What is needed —
Transcribe all of the data verbatim, please, and leave out its pictures.

Entries provided —

==========

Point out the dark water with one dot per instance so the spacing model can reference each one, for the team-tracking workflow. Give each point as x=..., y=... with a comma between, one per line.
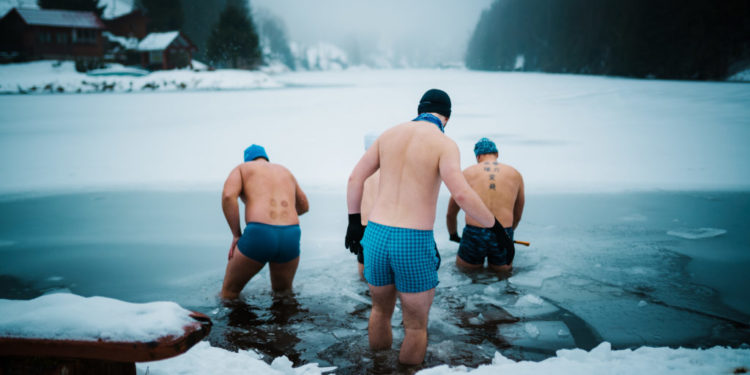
x=601, y=267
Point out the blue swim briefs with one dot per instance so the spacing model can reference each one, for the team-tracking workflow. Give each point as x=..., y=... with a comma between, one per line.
x=402, y=256
x=478, y=243
x=270, y=243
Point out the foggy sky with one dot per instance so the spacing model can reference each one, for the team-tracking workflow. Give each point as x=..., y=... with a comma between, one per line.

==========

Solution for this task —
Point out the dark water with one dot per instance so the spacing model can reference each one, for the team-tracking workflow. Give each point as x=..., y=... with a comma between, one per line.
x=601, y=267
Point out the blue swim briefs with one dot per instance so the spacing model can reference each one, for the team-tracking workflow. Give each point as x=..., y=... with a comma between, one per line.
x=402, y=256
x=478, y=243
x=270, y=243
Point out the foggy sky with one dot per instance so the spacing model can reference each one, for the team-tracking workflow. Give each point as x=..., y=... with a comma between, one per line.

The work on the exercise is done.